▶ [Given exercise]
Please reproduce the items below word for word, from the line containing "For every instance of the flip" up to and including the final line of the items.

▶ [Dataset extract]
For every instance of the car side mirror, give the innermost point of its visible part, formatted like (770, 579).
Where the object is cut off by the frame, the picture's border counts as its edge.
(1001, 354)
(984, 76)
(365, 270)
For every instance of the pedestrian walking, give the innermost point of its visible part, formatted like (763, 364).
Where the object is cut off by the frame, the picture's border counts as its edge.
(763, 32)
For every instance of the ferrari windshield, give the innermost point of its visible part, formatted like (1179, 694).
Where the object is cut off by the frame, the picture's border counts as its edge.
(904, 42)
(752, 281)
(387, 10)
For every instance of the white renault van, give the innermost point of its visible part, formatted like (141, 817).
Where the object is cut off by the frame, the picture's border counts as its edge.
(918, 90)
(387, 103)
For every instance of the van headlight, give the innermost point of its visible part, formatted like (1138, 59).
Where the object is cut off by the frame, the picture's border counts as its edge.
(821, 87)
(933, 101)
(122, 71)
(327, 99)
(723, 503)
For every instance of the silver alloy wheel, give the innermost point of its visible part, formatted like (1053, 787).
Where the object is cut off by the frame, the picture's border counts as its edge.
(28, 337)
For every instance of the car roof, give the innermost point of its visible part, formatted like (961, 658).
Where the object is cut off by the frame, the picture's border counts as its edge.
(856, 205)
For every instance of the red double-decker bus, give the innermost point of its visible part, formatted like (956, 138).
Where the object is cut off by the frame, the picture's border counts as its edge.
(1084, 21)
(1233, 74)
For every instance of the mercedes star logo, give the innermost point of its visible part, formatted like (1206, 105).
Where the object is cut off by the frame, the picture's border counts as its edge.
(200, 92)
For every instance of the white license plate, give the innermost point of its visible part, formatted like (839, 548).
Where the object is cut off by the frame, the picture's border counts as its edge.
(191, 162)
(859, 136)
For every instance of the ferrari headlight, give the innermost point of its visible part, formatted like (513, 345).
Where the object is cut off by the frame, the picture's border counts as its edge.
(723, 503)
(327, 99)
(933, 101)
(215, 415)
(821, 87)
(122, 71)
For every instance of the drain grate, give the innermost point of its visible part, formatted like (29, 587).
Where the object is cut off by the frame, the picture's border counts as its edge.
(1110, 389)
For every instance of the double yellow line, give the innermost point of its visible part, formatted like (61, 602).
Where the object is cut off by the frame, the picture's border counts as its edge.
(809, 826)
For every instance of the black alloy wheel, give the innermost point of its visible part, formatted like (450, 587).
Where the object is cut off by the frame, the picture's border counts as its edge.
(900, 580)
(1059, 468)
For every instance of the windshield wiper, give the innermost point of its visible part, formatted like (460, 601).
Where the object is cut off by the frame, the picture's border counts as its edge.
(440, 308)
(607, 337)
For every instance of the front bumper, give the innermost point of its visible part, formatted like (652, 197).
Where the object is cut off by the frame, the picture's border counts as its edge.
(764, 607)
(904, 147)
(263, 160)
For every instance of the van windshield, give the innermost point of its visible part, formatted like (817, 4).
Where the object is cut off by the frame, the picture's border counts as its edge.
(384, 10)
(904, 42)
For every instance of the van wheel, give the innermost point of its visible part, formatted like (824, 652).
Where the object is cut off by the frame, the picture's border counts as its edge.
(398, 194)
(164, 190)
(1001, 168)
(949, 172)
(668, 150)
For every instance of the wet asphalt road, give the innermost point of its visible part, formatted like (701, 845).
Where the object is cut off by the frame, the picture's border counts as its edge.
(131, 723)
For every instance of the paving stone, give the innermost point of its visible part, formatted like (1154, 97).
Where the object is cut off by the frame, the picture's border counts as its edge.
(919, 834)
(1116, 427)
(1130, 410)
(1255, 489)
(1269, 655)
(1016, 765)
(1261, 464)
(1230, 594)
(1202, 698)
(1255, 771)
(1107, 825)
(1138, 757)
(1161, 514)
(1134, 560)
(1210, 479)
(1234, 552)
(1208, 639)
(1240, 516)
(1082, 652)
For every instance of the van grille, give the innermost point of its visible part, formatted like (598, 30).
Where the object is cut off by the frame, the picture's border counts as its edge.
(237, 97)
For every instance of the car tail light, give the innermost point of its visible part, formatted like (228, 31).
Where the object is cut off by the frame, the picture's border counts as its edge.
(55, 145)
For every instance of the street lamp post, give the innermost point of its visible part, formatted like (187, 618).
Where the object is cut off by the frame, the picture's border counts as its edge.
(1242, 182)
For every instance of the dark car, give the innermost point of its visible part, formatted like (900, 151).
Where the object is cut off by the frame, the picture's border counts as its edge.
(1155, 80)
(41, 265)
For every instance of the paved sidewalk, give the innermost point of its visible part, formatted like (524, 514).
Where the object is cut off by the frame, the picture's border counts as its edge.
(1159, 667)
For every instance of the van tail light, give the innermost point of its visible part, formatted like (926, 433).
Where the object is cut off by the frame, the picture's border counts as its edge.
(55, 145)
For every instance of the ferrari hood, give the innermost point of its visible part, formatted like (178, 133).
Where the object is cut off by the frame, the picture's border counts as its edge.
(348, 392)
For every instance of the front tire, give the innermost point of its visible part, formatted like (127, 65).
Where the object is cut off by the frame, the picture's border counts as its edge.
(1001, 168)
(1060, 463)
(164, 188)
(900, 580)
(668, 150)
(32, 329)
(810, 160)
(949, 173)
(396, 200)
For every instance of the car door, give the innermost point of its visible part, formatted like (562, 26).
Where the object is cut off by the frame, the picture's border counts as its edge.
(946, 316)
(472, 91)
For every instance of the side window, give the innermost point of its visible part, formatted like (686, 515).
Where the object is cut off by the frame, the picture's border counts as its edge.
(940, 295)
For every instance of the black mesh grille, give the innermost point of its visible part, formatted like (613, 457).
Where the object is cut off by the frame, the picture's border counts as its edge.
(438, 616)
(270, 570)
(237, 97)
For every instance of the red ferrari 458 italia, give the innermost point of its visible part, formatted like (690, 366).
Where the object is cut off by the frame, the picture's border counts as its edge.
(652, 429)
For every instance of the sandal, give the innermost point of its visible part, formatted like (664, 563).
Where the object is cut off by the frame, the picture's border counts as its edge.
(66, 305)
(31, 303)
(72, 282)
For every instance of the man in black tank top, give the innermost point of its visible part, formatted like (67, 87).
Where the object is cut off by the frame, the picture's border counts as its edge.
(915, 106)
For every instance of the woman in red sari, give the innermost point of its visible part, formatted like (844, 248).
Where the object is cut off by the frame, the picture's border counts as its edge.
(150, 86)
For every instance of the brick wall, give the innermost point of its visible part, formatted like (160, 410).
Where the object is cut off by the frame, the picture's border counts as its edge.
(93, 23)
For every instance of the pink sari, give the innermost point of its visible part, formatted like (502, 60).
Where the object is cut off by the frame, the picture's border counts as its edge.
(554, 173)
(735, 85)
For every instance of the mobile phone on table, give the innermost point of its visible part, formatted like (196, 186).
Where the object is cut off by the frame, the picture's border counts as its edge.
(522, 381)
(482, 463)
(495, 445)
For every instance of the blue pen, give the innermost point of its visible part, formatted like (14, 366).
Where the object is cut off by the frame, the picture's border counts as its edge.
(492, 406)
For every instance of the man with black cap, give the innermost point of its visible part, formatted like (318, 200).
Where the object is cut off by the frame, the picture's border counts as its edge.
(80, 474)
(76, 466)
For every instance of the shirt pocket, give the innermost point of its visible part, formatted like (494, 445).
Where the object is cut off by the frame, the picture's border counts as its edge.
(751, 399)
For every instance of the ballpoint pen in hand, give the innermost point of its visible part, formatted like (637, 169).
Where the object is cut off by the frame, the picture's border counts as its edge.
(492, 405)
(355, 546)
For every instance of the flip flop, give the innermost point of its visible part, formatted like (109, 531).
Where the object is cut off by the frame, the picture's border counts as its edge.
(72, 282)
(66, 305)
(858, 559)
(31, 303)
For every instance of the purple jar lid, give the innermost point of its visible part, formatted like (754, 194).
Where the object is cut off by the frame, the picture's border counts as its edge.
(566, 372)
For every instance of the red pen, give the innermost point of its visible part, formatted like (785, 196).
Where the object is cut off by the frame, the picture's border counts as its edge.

▶ [Worked answer]
For every instance of the flip flop, give the innermost point of its visible part, formatted like (109, 531).
Where the object is cut off by the frame, the picture's border counts as its edge.
(72, 282)
(66, 305)
(858, 559)
(31, 303)
For every instance of the purple jar lid, give the innermost point of its visible part, formatted like (754, 194).
Where the object is cut off by the frame, the picture's border counts as its edge.
(566, 372)
For every instance of the red pen, give the innermost point of its visible part, formatted like (785, 196).
Where the object is cut off by the frame, the picture's border counts as its edge.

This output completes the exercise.